**WORK REQUEST:** Write the next part of the post about the Florida State Circus, starting after its last sentence.

**DOCUMENT SEGMENT:**
Those Lucky Kids

Linda Burton posting from Tallahassee, Florida – Florida State University is famed for football, to be sure. The Seminoles just wrapped up their 2012 season with an Orange Bowl victory over Northern Illinois. But this post focuses on something else FSU is famous for, and that is the Florida State Circus. Ladies and Gentlemen, Boys and Girls, and Children of All Ages, come see the show, come to be entertained, come for the color and the fanfare, come to learn some high-flying skills, because Florida State campus has a Big Top! This exciting program has been around since 1947 and was started when the school went co-ed. It’s not a degree program, it’s an extra-curricular activity under the Student Affairs division and was designed to give male and female students “something to do together.” You must be a degree-seeking student registered at FSU to participate. Unless you’re a lucky kid (between 7-17) in the Summer Program on the Tallahassee campus, or at the resort at Callaway Gardens in Pine Mountain, Georgia. Which takes me back to 1973, when my kids were among those lucky kids. But first, about the Circus program itself.

What can a student learn? Pretty much anything related to the circus and performing arts. Students rig equipment, sew costumes, manage the lights and sound, and even set up the Big Top tent (a skill that can come in handy in later life when taking the family camping). There is a one-semester, one-credit course offered (but not required to participate in the Circus); it teaches the basics of juggling, high-wire walking, aerial ballet, and rigging. The course is offered through the School of Sports Management, Physical Education and Recreation. Most students go on to careers in the discipline they graduated with; few go on to a circus career. But what fun the Circus provides; what a challenge to athletic ability, to management skills, and to human relations. Which brings me back to that Summer Program at Callaway Gardens, where FSU Circus students not only get to perform before appreciative audiences, they get to work with kids, teaching and playing. My children learned a little about circus performing and a lot about having fun during that Family week we had back in 1973; it’s a summer vacation we still talk about. That’s son Mike (right) after a round of water skiing.

The FSU Circus generates it owns revenue, by the way. It hosts home shows in April on the FSU campus under the Big Top tent. And it directs those summer recreation programs at Callaway Gardens and on the FSU campus. It also performs throughout the southeast US, and in fact, has appeared in Europe, Canada, the Bahamas, and the West Indies. It has been selected as one of the SE Tourism Society’s Top 20 Events many years; and recently was the subject of a CSTV documentary. It has been commended by the City of Tallahassee as “a championship show” and by the State of Florida for “achievement in captivating audiences the world over.” They received a wonderful donation in 1981 when circus owner Jerry Collins gifted the University with the Clyde Beatty Cole Brothers Circus, saying he wanted to “benefit people of all ages, to preserve the circus for children, and to help the students at FSU.”

[Stored items]
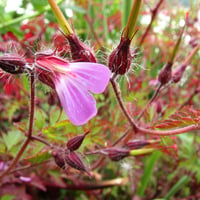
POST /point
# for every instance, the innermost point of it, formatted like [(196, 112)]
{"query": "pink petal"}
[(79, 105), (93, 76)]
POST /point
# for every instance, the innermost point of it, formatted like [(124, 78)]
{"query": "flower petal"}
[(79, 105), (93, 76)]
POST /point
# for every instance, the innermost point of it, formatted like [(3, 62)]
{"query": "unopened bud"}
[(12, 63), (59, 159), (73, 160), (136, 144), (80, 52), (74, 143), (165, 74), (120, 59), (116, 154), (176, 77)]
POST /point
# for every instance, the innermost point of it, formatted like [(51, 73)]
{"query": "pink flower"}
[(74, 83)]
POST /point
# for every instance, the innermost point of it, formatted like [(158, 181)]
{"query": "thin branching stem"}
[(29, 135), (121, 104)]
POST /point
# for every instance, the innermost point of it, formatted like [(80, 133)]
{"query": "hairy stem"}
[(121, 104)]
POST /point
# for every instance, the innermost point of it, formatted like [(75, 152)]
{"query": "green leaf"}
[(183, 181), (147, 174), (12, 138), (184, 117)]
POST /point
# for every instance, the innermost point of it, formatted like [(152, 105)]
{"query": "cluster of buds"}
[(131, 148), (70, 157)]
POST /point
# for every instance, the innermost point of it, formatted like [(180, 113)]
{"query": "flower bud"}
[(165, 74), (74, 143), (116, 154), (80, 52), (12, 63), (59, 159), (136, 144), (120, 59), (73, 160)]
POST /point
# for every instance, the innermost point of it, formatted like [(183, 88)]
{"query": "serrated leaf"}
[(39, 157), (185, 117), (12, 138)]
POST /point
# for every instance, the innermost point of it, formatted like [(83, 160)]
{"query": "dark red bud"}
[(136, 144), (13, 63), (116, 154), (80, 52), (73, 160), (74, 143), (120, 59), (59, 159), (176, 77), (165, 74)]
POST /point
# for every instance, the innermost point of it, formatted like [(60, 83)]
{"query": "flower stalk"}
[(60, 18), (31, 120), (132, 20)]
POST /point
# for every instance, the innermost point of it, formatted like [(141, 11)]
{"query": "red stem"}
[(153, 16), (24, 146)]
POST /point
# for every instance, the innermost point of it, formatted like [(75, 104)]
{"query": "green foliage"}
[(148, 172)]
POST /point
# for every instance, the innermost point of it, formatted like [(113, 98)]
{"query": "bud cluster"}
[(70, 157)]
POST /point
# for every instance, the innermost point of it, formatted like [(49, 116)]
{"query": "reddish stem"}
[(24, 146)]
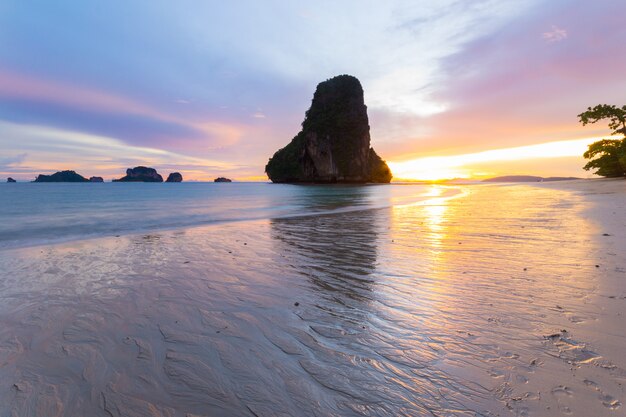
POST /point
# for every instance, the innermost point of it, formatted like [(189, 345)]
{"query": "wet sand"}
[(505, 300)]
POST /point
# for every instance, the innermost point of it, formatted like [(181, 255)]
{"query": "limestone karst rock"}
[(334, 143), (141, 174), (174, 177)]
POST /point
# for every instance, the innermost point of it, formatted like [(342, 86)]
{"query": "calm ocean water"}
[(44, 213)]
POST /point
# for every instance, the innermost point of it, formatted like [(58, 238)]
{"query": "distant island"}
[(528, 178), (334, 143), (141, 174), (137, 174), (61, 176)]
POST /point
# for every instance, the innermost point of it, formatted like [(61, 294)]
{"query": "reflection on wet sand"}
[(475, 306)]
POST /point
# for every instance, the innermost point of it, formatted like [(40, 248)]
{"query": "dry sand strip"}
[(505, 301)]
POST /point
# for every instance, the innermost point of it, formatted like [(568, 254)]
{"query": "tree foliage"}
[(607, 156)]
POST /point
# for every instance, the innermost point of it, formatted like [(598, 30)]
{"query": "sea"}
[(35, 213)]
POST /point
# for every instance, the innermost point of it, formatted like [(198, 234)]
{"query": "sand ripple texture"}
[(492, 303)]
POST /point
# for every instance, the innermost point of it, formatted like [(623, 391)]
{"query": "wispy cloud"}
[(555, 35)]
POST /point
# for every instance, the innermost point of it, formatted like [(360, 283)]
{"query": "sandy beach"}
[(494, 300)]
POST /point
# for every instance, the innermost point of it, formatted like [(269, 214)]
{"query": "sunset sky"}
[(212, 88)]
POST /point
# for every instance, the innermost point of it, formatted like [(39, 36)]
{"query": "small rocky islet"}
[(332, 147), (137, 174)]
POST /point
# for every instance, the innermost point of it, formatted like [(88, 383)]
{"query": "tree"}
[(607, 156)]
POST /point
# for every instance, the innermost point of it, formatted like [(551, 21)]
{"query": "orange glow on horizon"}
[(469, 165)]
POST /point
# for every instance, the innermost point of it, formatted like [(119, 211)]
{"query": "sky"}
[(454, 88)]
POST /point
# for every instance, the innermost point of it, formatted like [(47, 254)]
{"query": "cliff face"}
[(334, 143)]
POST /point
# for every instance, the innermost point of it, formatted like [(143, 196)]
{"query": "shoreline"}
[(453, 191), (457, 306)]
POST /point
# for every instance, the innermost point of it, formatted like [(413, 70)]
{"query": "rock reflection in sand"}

**FINAL ANSWER:**
The FSU Circus is one of only two collegiate circuses in the United States, the other is at Illinois State. Chad Mathews is Director now; if you’re a student and want to get involved, contact

If you want to catch a home show performance, those happen each spring in April; and also in the fall at Parents’ Weekend, Pow Wow, and at Halloween in October.

Summer is when students host the 8-week Circus Summer Camp under the Big Top in Tallahassee; and when students staff the Summer Family Adventure Program (aka Day Camp) at Callaway Gardens in Pine Mountain, Georgia. And they give daily performances. The Summer Family Adventure program includes water skiing, golf, tennis, laser tag, Aqua Island, and, naturally, circus activities. Summer Family Adventure Program at

Note: Florida State University is a comprehensive, national graduate research university with an international reputation in the sciences and humanities. Many programs consistently rank among the nation’s top twenty-five public universities, including those in Physics, Chemistry, Statistics, Ecology and Evolutionary Biology, Meteorology, Political Science, Psychology, Sociology, Criminology, Information, Creative Writing, Public Policy, Business and Law. Florida State University’s arts programs—dance, film, music and theatre—rank among the finest in the world.

The university is home to the National High Magnetic Field Laboratory, funded by the National Science Foundation. Other research centers, such as the Center for Advanced Power Systems, are supported by the U.S. Departments of Defense and Energy.

Florida State University was established in 1851 and today has an enrollment of about 42,000. The main campus is in Tallahassee, Florida; other Florida locations include a satellite campus in Panama City, Florida; the John and Mable Ringling Museum of Art (the state art museum of Florida) and cultural properties in Sarasota; and the College of Medicine satellite and rural campuses.

International Programs offers year-round Florida State study centers in Panama City, Panama; London; Florence, Italy; and Valencia, Spain. Additional offerings include over 40 diverse programs in 20 different locations in Europe, Latin America and Asia, including China.